COSA FARE ▸ Prosegui il testo sui fumi della raffineria Bp a Texas City, partendo subito dopo la sua ultima frase.

E le persone che abitano e respirano in quella zona? Né loro, né le autorità locali sono state avvisate del pericolo. L’hanno  capito da sole quando hanno iniziato a tossire. La Bp ha ammesso il guasto soltanto due settimane dopo averlo riparato. Un po’ come certi bambini che dopo la marachella fanno finta di niente e, davanti all’evidenza, ti guardano circospetti per capire quanto sei arrabbiato.

In risposta, gli abitanti di Texas City hanno presentato alla compagnia una class action da 10 miliardi di dollari. Il procuratore generale Greg Abbot ci ha messo del suo, multando la Bp per 600 mila dollari. Spiccioli per la merenda, se le tasche sono quelle di un colosso del petrolio, ma le buone intenzioni sono sempre lodevoli.

La Bp però non ci sta a recitare sempre la parte del lupo cattivo e si difende sostenendo che le sue cinque centraline per il controllo dell’aria non hanno mai segnalato un livello eccessivo d’inquinamento. Gli ambientalisti fanno notare che cinque centraline sono una miseria. E poi c’è sempre la questione dei sintomi. Escludendo piaghe bibliche e maledizioni stregonesche, i vapori tossici della Bp sembrano una spiegazione piuttosto plausibile all’impennata di malattie registrata nella cittadina texana. Tosse, dissenteria, insufficienze respiratorie. In quasi tutte le famiglie residenti nella strada più vicina alla raffineria si è ammalata almeno una persona. “Sono angosciata all’idea che un giorno i miei figli si ammalino di qualcosa che avremmo potuto prevenire se qualcuno ci avesse avvistato in tempo”, ha detto una donna del posto.

DATI MOSTRATI ▸
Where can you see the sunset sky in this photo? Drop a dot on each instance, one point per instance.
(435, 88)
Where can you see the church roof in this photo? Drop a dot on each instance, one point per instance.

RISULTATO ▸
Le avventure della compagnia petrolifera più amata dagli americani non sono ancora finite. Vale la pena di ripercorrere il passato per mettere a fuoco quello che succede oggi. Il New York Times ricorda che cinque anni fa, nella stessa raffineria di Texas City, un’esplosione aveva causato la morte di 15 persone e il ferimento di altre 170. Per l’incidente, l’amministrazione federale multò la Bp per 87 milioni di dollari. La compagnia, forse spinta da quanto accaduto negli ultimi 5 mesi, si è decisa a pagare soltanto pochi giorni fa, arrivando ad un forfait (si fa per dire) di 50,6 milioni. Se questo ancora non fosse abbastanza, nel 2009 la raffineria è stata denunciata, ancora una volta, dal procuratore generale, per aver violato ben 72 volte nei cinque anni precedenti il limite di inquinamento atmosferico consentito.

Tutto questo aiuta a farsi un’idea di quanto la Bp si preoccupi di manutenzione, controlli e sicurezza. Ma il punto non sembra tanto l’incompetenza di tecnici e ingegneri, quanto la malafede, l’indifferenza di chi sa che un’eventuale punizione è un rischio accettabile rispetto al sicuro profitto. Di fronte a un’equazione così sbilanciata, delle regole si può fare a meno, e tutte le scelte diventano improvvisamente semplici.